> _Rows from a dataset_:
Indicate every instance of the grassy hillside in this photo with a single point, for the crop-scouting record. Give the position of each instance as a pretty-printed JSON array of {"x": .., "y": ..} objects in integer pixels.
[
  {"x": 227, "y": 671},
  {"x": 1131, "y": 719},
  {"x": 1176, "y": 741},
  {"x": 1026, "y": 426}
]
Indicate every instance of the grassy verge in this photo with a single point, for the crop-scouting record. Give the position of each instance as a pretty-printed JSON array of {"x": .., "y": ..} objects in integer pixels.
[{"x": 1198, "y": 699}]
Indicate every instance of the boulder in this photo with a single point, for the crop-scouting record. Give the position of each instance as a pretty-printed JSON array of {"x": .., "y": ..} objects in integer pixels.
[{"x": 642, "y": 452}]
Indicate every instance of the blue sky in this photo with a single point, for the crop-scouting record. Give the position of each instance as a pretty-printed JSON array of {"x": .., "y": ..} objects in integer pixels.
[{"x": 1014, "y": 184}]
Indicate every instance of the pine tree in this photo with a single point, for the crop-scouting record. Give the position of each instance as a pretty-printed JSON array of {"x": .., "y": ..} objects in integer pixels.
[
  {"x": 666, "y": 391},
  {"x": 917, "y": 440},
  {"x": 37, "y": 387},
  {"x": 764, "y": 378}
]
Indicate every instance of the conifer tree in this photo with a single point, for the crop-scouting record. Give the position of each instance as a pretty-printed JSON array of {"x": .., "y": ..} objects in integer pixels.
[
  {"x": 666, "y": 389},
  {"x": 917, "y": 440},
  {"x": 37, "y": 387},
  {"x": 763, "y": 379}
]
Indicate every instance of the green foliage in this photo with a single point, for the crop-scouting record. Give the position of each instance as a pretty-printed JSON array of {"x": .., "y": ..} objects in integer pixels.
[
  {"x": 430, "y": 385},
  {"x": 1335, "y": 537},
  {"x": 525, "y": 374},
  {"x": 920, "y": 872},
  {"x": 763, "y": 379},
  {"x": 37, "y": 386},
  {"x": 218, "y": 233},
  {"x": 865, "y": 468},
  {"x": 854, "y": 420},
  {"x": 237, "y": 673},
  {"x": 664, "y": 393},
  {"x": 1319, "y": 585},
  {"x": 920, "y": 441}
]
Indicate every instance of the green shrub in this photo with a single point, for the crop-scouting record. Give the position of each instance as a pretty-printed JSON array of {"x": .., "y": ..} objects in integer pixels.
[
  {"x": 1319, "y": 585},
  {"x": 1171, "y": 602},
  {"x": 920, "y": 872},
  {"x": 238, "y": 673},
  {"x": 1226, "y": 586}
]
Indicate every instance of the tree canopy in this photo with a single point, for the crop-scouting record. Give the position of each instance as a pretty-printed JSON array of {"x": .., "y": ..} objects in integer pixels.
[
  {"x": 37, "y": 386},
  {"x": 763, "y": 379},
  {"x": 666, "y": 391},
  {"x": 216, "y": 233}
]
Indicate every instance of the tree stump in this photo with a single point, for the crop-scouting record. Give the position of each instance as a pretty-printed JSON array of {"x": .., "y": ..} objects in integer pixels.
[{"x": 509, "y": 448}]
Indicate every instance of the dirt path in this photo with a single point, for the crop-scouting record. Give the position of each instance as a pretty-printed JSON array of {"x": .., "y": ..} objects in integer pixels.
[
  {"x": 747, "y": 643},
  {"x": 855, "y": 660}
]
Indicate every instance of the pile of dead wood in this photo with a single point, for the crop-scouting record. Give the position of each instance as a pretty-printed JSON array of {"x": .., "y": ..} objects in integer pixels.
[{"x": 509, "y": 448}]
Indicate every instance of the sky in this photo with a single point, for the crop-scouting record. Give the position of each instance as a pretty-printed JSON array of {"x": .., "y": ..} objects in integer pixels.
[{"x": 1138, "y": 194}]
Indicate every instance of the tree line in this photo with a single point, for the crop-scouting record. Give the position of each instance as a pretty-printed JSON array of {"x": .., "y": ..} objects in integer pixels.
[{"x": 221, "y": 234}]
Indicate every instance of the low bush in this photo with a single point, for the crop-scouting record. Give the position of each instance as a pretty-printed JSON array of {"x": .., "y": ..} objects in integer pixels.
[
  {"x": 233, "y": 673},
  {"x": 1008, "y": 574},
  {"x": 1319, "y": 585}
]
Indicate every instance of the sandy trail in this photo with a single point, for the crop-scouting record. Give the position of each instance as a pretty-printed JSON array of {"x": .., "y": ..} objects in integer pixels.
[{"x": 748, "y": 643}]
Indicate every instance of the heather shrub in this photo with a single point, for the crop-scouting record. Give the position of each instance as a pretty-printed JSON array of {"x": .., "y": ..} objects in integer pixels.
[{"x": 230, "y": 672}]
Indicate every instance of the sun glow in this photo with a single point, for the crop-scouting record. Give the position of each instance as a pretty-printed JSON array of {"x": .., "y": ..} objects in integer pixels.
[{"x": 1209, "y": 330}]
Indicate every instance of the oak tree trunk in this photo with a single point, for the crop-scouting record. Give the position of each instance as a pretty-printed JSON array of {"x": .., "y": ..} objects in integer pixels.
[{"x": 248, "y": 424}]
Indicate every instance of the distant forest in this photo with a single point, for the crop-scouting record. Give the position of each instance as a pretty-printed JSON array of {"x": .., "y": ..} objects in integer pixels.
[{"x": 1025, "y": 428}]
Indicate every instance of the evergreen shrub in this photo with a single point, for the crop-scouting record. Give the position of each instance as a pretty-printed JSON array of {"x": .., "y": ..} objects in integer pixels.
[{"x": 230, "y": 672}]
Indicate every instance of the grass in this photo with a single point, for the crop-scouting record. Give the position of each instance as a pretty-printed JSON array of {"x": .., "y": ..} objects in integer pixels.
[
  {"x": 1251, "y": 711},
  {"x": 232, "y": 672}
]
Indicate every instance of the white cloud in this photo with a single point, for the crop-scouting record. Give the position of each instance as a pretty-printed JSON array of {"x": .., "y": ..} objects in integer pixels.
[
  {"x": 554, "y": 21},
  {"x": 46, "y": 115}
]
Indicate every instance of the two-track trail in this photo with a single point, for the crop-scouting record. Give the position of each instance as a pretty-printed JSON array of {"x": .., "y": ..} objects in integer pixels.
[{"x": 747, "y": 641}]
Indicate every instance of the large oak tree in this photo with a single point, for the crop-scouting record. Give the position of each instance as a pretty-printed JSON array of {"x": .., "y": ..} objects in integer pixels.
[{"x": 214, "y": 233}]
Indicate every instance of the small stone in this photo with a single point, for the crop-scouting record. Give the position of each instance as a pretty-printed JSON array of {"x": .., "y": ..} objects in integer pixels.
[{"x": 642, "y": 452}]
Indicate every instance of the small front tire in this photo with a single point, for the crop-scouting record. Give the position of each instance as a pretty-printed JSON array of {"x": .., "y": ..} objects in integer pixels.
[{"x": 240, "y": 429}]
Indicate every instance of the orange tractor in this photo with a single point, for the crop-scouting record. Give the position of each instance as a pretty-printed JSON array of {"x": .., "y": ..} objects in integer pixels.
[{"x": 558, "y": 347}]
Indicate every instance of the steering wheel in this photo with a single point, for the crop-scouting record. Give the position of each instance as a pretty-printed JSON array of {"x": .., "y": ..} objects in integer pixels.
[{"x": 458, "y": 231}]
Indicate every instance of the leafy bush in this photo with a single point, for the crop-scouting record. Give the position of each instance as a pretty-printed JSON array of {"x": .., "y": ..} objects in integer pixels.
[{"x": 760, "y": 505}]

> _Goal of the exercise_:
Extract all of the data above without altering anything.

> _Exercise output_:
Indicate every instance of the grassy hillside in this photo with a single point, for the crop-scouting record. Give the position of each instance as a pretty-printed JSON array of {"x": .., "y": ..} objects in integer pixels.
[
  {"x": 227, "y": 671},
  {"x": 1131, "y": 719},
  {"x": 1176, "y": 741},
  {"x": 1026, "y": 426}
]
Indicate every instance of the grassy verge in this photo with a single point, for the crop-scouting record. Give the position of each instance as a pretty-printed JSON array of {"x": .., "y": ..} objects in integer pixels.
[{"x": 1198, "y": 699}]
Indicate every instance of the boulder in this photo with a single point, for the crop-scouting record. Give the position of each instance as a pretty-printed JSON array of {"x": .., "y": ..} objects in integer pixels.
[{"x": 642, "y": 452}]
Indicate every instance of the blue sky in this photo with a single point, for the crop-scouting record. Give the position of each instance as a pretty-printed JSON array of {"x": .., "y": ..} objects in integer pixels.
[{"x": 1014, "y": 184}]
Indicate every instance of the pine tree in this photo with a single point, for the crop-scouting record. Give the position of each instance as a pretty-printed JSON array of {"x": .., "y": ..} objects in integer pixels.
[
  {"x": 666, "y": 391},
  {"x": 917, "y": 440},
  {"x": 37, "y": 387},
  {"x": 764, "y": 378}
]
Indicate every instance of the conifer tree in this photo with a single point, for the crop-scouting record. Give the position of each instance as a pretty-printed JSON array of {"x": .., "y": ..} objects in integer pixels.
[
  {"x": 666, "y": 389},
  {"x": 917, "y": 440},
  {"x": 37, "y": 387},
  {"x": 763, "y": 379}
]
Indicate every instance of the green foliage in this photo with a single point, for the crop-scouting record. Give the position of each instance as a pretty-printed JSON array of {"x": .., "y": ..} objects in integer pixels.
[
  {"x": 430, "y": 385},
  {"x": 1335, "y": 537},
  {"x": 525, "y": 374},
  {"x": 920, "y": 872},
  {"x": 763, "y": 379},
  {"x": 37, "y": 386},
  {"x": 218, "y": 233},
  {"x": 865, "y": 468},
  {"x": 854, "y": 420},
  {"x": 237, "y": 673},
  {"x": 664, "y": 393},
  {"x": 1319, "y": 585},
  {"x": 920, "y": 441}
]
Indicate every instance of the green shrub in this photo with a single point, for the crop-scouting record. Give the position of each instance as a pretty-printed JSON array of {"x": .., "y": ..} objects in integer pixels.
[
  {"x": 1319, "y": 585},
  {"x": 1171, "y": 602},
  {"x": 920, "y": 872},
  {"x": 238, "y": 673},
  {"x": 1226, "y": 586}
]
Indicate every instance of the tree canopy in this photo with a single point, for the crop-scouting record. Give the position of each instance as a pretty-printed JSON array of {"x": .., "y": ..} objects in integer pixels.
[
  {"x": 37, "y": 386},
  {"x": 763, "y": 379},
  {"x": 666, "y": 391},
  {"x": 216, "y": 233}
]
Indicate every instance of the tree stump in this photo with a single point, for the crop-scouting record. Give the position of each instance as a pretty-printed JSON array of {"x": .., "y": ..} objects in integer pixels.
[{"x": 509, "y": 448}]
Indicate every instance of the dirt path in this photo with a single point, for the crop-scouting record. Give the position of each instance as a pretty-printed JSON array of {"x": .., "y": ..} objects in integer pixels.
[
  {"x": 747, "y": 643},
  {"x": 855, "y": 660}
]
Indicate every instance of the pile of dead wood in this photo with a single point, for the crop-scouting record. Give the position of each instance as a pretty-printed JSON array of {"x": .., "y": ..} objects in integer pixels.
[{"x": 509, "y": 448}]
Indicate every instance of the sky in this photo with a single point, for the crop-scouting record. Give the position of each instance as a pretty-printed JSON array of {"x": .., "y": ..} objects in integer pixels.
[{"x": 1138, "y": 194}]
Indicate every instance of the tree line in this photo with a single point, for the crop-scouting record. Give the position of each instance as a pretty-printed JSON array of {"x": .., "y": ..} objects in integer pixels.
[{"x": 221, "y": 234}]
Indicate every instance of the low bush in this photo with a single point, for the crop-scouting record. Give the position of each instance as a pretty-printed JSON array of {"x": .., "y": ..} objects in integer pixels.
[
  {"x": 233, "y": 673},
  {"x": 1008, "y": 574},
  {"x": 1319, "y": 585}
]
Indicate every instance of the sandy trail in this photo with a single point, for the crop-scouting record. Give the position of each instance as a pretty-printed JSON array of {"x": .., "y": ..} objects in integer pixels.
[{"x": 748, "y": 643}]
Indicate every instance of the heather shrub in this photo with a single point, for the crop-scouting record. Give the position of each instance as a pretty-printed JSON array of {"x": .., "y": ..} objects in integer pixels.
[{"x": 230, "y": 672}]
Indicate every instance of the sun glow in this photo with a single point, for the crop-scouting record. Give the position of each instance as a pretty-printed JSON array of {"x": .., "y": ..} objects in integer pixels.
[{"x": 1209, "y": 330}]
Indicate every instance of the oak tree trunk in this photo with a single point, for the crop-scouting record. Give the position of each instance as a pretty-printed JSON array of {"x": .., "y": ..} objects in integer pixels.
[{"x": 248, "y": 424}]
Indicate every instance of the distant forest in this photo with a single point, for the crop-scouting record. Give the position of each instance as a pretty-printed JSON array of {"x": .., "y": ..} objects in integer pixels.
[{"x": 1025, "y": 428}]
Indicate every instance of the evergreen shrub in this photo with a single point, for the crop-scouting record. Give the position of each instance as a pretty-printed JSON array of {"x": .., "y": ..} objects in integer pixels.
[{"x": 230, "y": 672}]
Indicate every instance of the grass in this photo with a single point, for the crop-scouting record. Give the position of each instance as a pretty-printed JSON array of {"x": .., "y": ..} objects in integer pixels.
[
  {"x": 1251, "y": 711},
  {"x": 232, "y": 672}
]
Indicate every instance of the white cloud in this photo with a single point, for the crop-scouting record. Give the position of each instance as a pretty-printed JSON array of {"x": .., "y": ..} objects in integer pixels.
[
  {"x": 554, "y": 21},
  {"x": 46, "y": 115}
]
Indicate every instance of the two-track trail in this photo with a single point, for the crop-scouting record. Give the position of each instance as a pretty-printed JSON array of {"x": .., "y": ..} objects in integer pixels.
[{"x": 747, "y": 641}]
Indicate every instance of the large oak tree in this photo with a single point, for the crop-scouting record. Give the position of each instance as a pretty-printed JSON array of {"x": .., "y": ..} objects in integer pixels.
[{"x": 214, "y": 233}]
Indicate every instance of the small stone in this photo with a single point, for the crop-scouting record. Give the position of each instance as a pretty-printed JSON array of {"x": .., "y": ..} objects in integer pixels.
[{"x": 642, "y": 452}]
Indicate every instance of the small front tire in this photo with a single point, for the crop-scouting record. Give the position of each instance as a pretty-printed JSON array of {"x": .., "y": ..} objects in integer pixels.
[{"x": 240, "y": 429}]
Indicate every instance of the orange tractor in this photo with a single point, for the crop-scouting record. Give the position of each instance as a pretty-printed JSON array of {"x": .., "y": ..} objects in integer pixels.
[{"x": 558, "y": 347}]
Indicate every instance of the steering wheel in this photo with a single point, for the crop-scouting record. Give the position of each instance as a pretty-printed JSON array of {"x": .., "y": ..} objects in integer pixels.
[{"x": 458, "y": 231}]
Indicate every instance of the leafy bush in this photo with a single point, for the crop-scouting record. Give the position of each instance as a pretty-printed JSON array of {"x": .., "y": ..} objects in integer pixels.
[{"x": 760, "y": 505}]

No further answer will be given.